Extract
BEGIN
Examples

 

 

In the following examples we assume that there is user 'John_Smith' registered in TunedIT and his password is 'pass'.

Example 1 - run test with TunedTester

Screenshot below shows how to evaluate J48 algorithm (decision tree induction) from Weka with TunedTester. We use here the default TunedTester's evaluation procedure, ClassificationTT70. Test will be repeated 5 times on each of two data sets, audiology.arff and iris.arff from UCI. Remember that in TunedTester you must give full names of algorithms, evaluation procedures and datasets, including their paths in Repository, as well as full package names for Java classes.

tunedtester_02.png

Example 2 - a classification algorithm suitable for ClassificationTT70 evaluation procedure

Default TunedTester's evaluation procedure is ClassificationTT70 (samples are randomly shuffled before splitting with ratio 70/30 into train and test sets). It was designed to support three kinds of classifier interfaces - these defined in Debellor, Rseslib and Weka libraries. We will show how to write an algorithm which may be then evaluated by the ClassificationTT70 procedure.
END
Supplied entries
BEGIN
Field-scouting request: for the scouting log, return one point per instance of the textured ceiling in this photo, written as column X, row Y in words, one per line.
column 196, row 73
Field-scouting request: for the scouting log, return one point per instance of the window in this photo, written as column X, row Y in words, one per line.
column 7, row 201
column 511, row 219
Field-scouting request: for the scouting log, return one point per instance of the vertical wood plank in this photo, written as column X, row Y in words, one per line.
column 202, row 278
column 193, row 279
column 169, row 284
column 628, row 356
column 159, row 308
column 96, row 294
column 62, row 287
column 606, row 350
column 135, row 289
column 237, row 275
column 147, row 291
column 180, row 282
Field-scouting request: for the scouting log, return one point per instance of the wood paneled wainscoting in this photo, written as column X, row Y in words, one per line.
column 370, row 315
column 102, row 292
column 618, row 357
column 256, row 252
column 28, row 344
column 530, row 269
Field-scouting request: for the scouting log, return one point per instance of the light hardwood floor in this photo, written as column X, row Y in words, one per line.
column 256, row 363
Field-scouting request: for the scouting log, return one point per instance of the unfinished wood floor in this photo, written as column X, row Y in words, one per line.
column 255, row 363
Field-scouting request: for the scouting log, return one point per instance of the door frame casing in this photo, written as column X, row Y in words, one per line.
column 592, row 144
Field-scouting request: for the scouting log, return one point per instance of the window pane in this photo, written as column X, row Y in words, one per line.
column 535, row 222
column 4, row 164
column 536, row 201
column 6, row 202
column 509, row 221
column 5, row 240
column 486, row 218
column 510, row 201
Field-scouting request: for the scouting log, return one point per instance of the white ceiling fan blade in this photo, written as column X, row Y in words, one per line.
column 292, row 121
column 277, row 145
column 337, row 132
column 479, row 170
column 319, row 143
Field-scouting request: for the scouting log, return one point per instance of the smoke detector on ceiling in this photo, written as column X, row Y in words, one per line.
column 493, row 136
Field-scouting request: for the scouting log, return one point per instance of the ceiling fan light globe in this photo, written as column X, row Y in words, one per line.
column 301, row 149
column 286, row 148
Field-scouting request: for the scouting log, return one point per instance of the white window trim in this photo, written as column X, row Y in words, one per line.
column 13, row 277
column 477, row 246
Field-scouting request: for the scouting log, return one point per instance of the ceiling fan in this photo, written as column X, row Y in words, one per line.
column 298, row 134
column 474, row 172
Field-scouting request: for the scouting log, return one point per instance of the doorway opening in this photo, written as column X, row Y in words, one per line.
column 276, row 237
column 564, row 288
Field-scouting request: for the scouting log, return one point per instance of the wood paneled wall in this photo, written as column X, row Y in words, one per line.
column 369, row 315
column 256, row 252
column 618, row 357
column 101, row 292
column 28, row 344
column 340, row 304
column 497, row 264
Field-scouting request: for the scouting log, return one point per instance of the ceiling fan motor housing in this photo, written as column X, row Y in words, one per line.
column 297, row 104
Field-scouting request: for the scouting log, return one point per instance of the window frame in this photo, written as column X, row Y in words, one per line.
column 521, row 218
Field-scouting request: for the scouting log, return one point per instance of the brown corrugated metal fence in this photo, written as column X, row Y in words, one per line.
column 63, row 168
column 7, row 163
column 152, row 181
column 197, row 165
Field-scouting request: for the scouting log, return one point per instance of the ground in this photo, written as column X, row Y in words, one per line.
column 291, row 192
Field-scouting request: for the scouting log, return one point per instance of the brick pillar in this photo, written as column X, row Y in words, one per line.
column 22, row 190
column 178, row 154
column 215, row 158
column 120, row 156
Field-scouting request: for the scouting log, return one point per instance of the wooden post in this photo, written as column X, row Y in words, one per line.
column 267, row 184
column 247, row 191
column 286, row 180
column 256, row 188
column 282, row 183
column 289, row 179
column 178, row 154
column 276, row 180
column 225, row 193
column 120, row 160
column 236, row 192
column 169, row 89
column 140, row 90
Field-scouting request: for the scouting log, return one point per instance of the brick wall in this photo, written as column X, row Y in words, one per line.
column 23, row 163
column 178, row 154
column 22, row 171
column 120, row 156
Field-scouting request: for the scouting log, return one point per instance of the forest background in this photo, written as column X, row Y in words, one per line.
END
Pick up the TunedTester examples page after its final sentence and keep writing Example 2.

Exercise output
Debellor interface

Debellor is an open source extensible data mining framework which provides common architecture for data processing algorithms of various types. The algorithms can be combined together to build data processing networks of large complexity. The unique feature of Debellor is data streaming, which enables efficient processing of large volumes of data. Data streaming is essential for providing scalability of the algorithms. See www.debellor.org for more details.

We will do everything step by step but if you find yourself run out of patience a sligtly modified version of the below example is available and ready for evaluation in the repository - see MajorityClassifier_debellor.jar from the Examples folder.

To be able to compile our Debellor based classifier we will need a copy of the library.

Let's quote some important fragments of the Debellor's Cell class:

package org.debellor.core;
 
(...)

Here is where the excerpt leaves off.